BEGIN RECORDS SUPPLIED

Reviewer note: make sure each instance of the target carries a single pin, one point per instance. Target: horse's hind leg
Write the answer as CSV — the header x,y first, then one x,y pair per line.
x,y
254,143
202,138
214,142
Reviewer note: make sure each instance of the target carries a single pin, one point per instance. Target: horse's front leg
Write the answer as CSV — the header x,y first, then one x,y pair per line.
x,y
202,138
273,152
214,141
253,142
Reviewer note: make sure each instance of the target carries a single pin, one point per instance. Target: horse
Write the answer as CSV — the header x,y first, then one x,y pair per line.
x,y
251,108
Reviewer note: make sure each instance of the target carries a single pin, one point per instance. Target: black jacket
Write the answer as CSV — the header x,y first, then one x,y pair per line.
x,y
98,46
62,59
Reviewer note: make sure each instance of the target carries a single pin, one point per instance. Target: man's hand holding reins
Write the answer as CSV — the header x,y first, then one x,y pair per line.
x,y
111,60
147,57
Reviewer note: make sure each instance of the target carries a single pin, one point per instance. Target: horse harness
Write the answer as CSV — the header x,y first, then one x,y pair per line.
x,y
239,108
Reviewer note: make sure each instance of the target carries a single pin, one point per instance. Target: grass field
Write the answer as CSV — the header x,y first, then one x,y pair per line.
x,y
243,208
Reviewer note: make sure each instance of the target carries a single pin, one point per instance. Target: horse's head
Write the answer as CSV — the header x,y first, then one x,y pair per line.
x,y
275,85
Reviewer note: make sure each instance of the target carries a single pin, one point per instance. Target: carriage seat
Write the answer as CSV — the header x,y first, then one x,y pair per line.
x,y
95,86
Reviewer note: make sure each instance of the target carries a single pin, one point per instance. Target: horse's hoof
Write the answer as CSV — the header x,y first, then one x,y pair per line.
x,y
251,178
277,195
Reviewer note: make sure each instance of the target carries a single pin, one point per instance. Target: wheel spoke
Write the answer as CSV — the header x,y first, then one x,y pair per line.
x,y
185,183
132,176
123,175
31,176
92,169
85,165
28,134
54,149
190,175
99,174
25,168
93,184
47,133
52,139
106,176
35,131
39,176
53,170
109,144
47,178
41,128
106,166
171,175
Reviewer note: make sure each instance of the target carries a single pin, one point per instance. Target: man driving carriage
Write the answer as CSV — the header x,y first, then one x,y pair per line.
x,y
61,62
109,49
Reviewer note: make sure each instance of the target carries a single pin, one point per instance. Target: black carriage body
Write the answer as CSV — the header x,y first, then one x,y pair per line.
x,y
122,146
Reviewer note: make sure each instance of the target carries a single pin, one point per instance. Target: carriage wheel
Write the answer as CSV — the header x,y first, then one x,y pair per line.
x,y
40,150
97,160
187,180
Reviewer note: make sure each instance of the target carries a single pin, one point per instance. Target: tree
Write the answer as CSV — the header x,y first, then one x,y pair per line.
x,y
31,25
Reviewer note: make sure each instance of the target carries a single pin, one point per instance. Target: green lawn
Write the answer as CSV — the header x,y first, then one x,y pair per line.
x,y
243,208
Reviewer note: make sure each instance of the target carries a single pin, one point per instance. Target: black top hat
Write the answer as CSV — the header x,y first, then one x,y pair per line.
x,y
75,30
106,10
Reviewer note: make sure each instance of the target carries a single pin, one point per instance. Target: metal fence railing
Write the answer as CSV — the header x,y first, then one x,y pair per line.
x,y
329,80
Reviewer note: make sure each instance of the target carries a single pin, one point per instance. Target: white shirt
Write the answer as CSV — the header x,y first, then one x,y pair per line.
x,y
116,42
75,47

END RECORDS SUPPLIED

§ **PROBLEM STATEMENT**
Your answer should be the full listing, copied exactly.

§ **RESULT BELOW**
Reviewer note: make sure each instance of the target carries a single pin, one point per instance. Target: horse's hind leg
Write the answer as CSV — the header x,y first, then one x,y pair per line.
x,y
254,143
202,138
214,142
Reviewer note: make sure each instance of the target carries a single pin, one point per instance. Target: horse's front leg
Write the answer as CSV — the header x,y first, then one x,y pair per line.
x,y
202,138
273,152
214,141
253,142
Reviewer note: make sure each instance of the target carries a single pin, one point per instance. Target: horse
Write the answer as CSV — the header x,y first, then one x,y pair per line.
x,y
251,108
Reviewer note: make sure each instance of the target carries a single pin, one point per instance. Target: black jacket
Write the answer as CSV — the header x,y first, then one x,y pair per line.
x,y
98,46
62,59
Reviewer note: make sure each instance of the target carries a single pin, one point per instance. Target: man's hand holding reins
Write the answer as CSV — the header x,y first, then one x,y pair per line.
x,y
111,60
147,57
Reviewer note: make sure each instance of the target carries a single pin, one point per instance. Target: horse harness
Write the answer as CSV — the header x,y first, then one x,y pair per line.
x,y
239,108
Reviewer note: make sure each instance of the target carries a single pin, one point per instance. Target: grass field
Write the answer as CSV — the header x,y first, then one x,y pair per line.
x,y
243,208
Reviewer note: make sure each instance of the target carries a single pin, one point per instance. Target: horse's head
Write the answer as CSV — the header x,y first, then one x,y pair per line.
x,y
275,85
Reviewer note: make sure each instance of the target carries a single pin, one point per instance. Target: carriage seat
Write the answer as CSV — the header x,y first, then one x,y pair per line.
x,y
95,86
Reviewer note: make sure each instance of the target carries a single pin, one point per instance. Target: horse's hoof
Write the answer as CSV — the header x,y first, then one x,y pair per line.
x,y
251,178
277,195
Reviewer note: make sure each instance of the target carries a single pin, one point per instance. Target: wheel spoke
Write the answer as CSV — the header x,y first, then one x,y pair per line.
x,y
185,183
132,176
123,175
31,176
92,169
85,165
28,134
54,149
190,175
99,174
25,168
93,184
47,133
52,139
106,176
35,131
39,176
53,170
109,144
47,178
41,128
106,166
171,175
Reviewer note: make sure each instance of the target carries a single pin, one point per instance. Target: man driving carriage
Write the answer as CSV — the header x,y first, then one x,y pair per line.
x,y
61,62
109,49
Reviewer note: make sure each instance of the target carries a single pin, one point per instance. Target: black carriage body
Write the answer as CSV — the header x,y first, then one x,y pair per line.
x,y
122,146
Reviewer note: make sure each instance of the target carries a single pin, one point per instance. Target: carriage wheel
Write the answer as CSV — the header x,y first, then one x,y pair per line.
x,y
40,150
97,160
187,180
Reviewer note: make sure each instance of the target carries a single pin, one point per instance. Target: tree
Write the answer as CSV — the header x,y first, then one x,y pair per line.
x,y
31,25
Reviewer note: make sure each instance of the target carries a single pin, one point per instance. Target: green lawn
Write the answer as CSV — the header x,y first, then one x,y pair per line.
x,y
243,208
Reviewer note: make sure each instance of the target carries a single pin, one point per instance. Target: black top hat
Write the answer as CSV — the header x,y first, then one x,y pair per line.
x,y
75,30
106,10
Reviewer note: make sure each instance of the target carries a single pin, one point per instance. Target: metal fence railing
Write the answer as CSV — the header x,y first, then one x,y pair per line.
x,y
329,80
Reviewer note: make sure each instance of the target carries a single pin, one point per instance. Target: white shirt
Write the answer as CSV — the header x,y first, then one x,y pair per line.
x,y
116,42
75,47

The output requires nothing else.